*** 所附文本

40年前的1972年2月,美國總統尼克鬆開始了他稱之為「改變世界一周」的中國之行。中美兩國老一輩領導人,以非凡的戰略眼光與政治智慧,打破了兩國多年相互隔絕的政治堅冰,用跨越太平洋的握手翻開雙邊關係發展的新篇章。
40年彈指一揮間,轉眼間,2011年也進入了歷史,就全球視角而言,借用中國外長楊潔篪的話,過去一年的特點就是「大事、難事和急事」,這些事一件也沒有解決,說句不中聽的話,人類將繼續拖著沉重的步伐,背負著這些「大事、難事和急事」,蹣跚於歷史的大道,「路漫漫兮其修遠,吾將上下而求索」。就中美關係而言,40年來固然進展不少,但問題同樣不少。說句樂觀主義的套話,波浪式前進。說句現實主義的實話,那就是,隨著中國的經濟發展和市場體制的初步建立及逐步完善,在全球問題尚未能解決的大背景下,中美關係自然也不例外。在可預見的未來,合作、摩擦、對話、互讓仍然是兩國關係的主軸,轉得動這一主軸是四個字:互信增加;轉不動同樣也是四個字:互信缺乏。
實事求是說一句,說中美關係毫無進展,這顯然不對,平心而論,從2011年開始起,中美之間高層交流不斷,1月18日至21日,胡錦濤主席對美國進行國事訪問。兩國元首共同發表了《中美聯合聲明》,確認雙方將共同努力建設相互尊重、互利共贏的中美合作夥伴關係。在經濟領域,雙方將建設全面互利的經濟夥伴關係,推進兩國和世界經濟強勁、可持續、平衡增長。胡主席的這次訪問,明確了中美關係今後的發展方向,增進了中美戰略互信,推動了各領域的務實合作,擴大了兩國人文交流,促進了兩國地方政府間的合作,加強了在重大國際和地區事務上的溝通協調,不僅為中美關係長期穩定發展打下了堅實基礎,也將21世紀的中美關係帶入了一個新的起點。
隨後,兩國高層互訪頻繁,各項機制逐步拓展。4月21日,美國國會參議院代表團訪華;5月,第三輪中美戰略與經濟對話在華盛頓舉行;6月,首次中美亞太事務磋商在夏威夷舉行;8月,國家副主席習近平會見了到訪的美國副總統拜登;10月,第三次中美非洲事務磋商在京舉行;11月,在三大峰會等多邊場合(G20領導人第六次峰會、亞太經合組織第19次非正式會議、東亞領導人系列峰會),中美元首接連會面、深入交流,有力地推進了中美關係發展。
與此同時,軍事、人文交流蓬勃開展。1月,美國防部長蓋茨訪華;5月,陳炳德上將率團訪美;6月,中國國防部長梁光烈在新加坡會晤蓋茨;7月美國參謀長聯席會議主席麥克.馬倫訪華;12月,第12次中美國防部防務磋商在北京舉行。4月,中美人文交流高層磋商第二輪會議在華盛頓成功舉辦;9月,中國文化系列活動在美拉開序幕。

******
*** 所附記錄

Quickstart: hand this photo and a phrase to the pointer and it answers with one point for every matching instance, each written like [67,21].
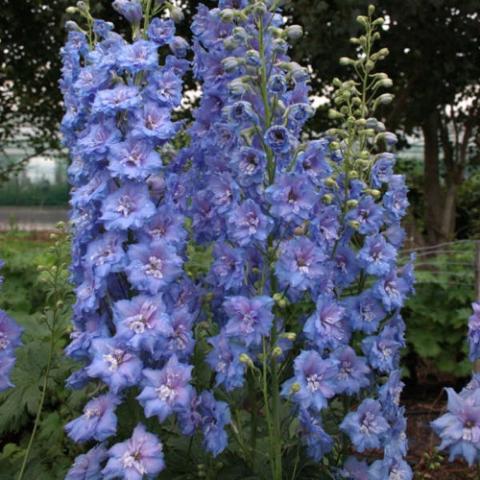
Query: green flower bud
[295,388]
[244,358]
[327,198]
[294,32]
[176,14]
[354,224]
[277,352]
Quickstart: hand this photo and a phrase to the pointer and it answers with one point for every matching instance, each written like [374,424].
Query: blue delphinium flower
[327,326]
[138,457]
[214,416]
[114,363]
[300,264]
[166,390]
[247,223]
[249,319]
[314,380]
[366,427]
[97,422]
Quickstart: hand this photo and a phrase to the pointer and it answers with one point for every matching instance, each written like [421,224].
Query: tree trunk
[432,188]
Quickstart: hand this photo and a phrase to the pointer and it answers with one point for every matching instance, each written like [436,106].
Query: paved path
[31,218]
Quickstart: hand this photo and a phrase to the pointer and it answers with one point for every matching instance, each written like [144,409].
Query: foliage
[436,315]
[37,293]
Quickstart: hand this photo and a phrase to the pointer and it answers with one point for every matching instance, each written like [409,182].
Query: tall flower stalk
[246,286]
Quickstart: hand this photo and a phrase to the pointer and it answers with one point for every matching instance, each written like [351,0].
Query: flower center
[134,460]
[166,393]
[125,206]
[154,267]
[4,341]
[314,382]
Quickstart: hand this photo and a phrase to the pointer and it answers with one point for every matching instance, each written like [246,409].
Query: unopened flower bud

******

_任務清單:_
a: 列出中美關係一文中,括號裡寫明的三大峰會名稱。
b: 從中美關係一文的最後一句之後接著寫下去。

_作答內容:_
a: G20領導人第六次峰會、亞太經合組織第19次非正式會議、東亞領導人系列峰會

b:
但是,毋庸諱言的是,中美之間的老問題一個不少,依然存在。不管你贊成還是反對,筆者要說的是,美國國會文件對中美之間問題觀察的尖銳性,以及其翔實的統計和堅定的立場,值得稱道,為客觀起,謹摘錄如下:
第一、安全問題。美國國會認為,引發「安全問題」的最大因素就是中國「趁美國和西方國家尚在近兩年來全球經濟衰退的復甦途中」,在經濟、軍事和地緣政治上「迅速崛起成為大國」,美國需要應對「中國軍事的現代化」,需要應對「中國竭力阻撓美國軍艦和航母進入中國附近的水域和領空」,更需要應對中國「越來越強烈的對有爭議的亞洲海洋島嶼的主權訴求」。此外,在核不擴散問題上,最突出的問題就是如何遏制伊朗和朝鮮的核發展計劃,美國應該如何「贏得中國合作的最大化」,這些都是中美之間「長期存在的老問題」。
第二、台灣問題。美國認為,在美中關係中所有敏感複雜的問題中,美台關係是最敏感最複雜的。儘管華盛頓和北京都聲稱雙方要在「互相尊重、互利的基礎上發展合作的夥伴關係」,但是,雙方都隨時準備著「有一天突然發現自己為台灣的命運而捲入一場軍事衝突中」。美國認為,中國一直聲稱自己對這個島擁有主權,並「發誓」無論是通過和平還是武力的手段,最終都要實施對這個島的政治掌控。為此,中國在台灣對岸部署了1,000多枚導彈,並開始實施軍事現代化計劃,(台灣)防務專家堅信中國軍事現代化的目的就是要嚇阻美國對台灣的任何軍事援助的企圖。因此,美國在同台北和北京的關係中就有必要扮演「精巧的角色」,美國多次重申不支持台灣獨立,但同時在可能的兩岸衝突中就保衛台灣而言保持了一定的模糊,美國的這一「模糊政策」的用意就是既要阻遏大陸對台灣的動武,也要阻遏台灣動輒用「獨立」來刺激大陸動武。美國一直在敦促大陸要贏得台灣的民心民意,而不是用武力來威懾,因此,美國歡迎自2008年來的兩岸關係的改善和進展。2010年6月兩岸簽署的ECFA清除了兩岸貿易和投資中的眾多障礙,加速了兩岸的經濟一體化,但這一一體化進程引發了台灣和美國的一些人的擔心,擔心台灣的自治性逐步喪失。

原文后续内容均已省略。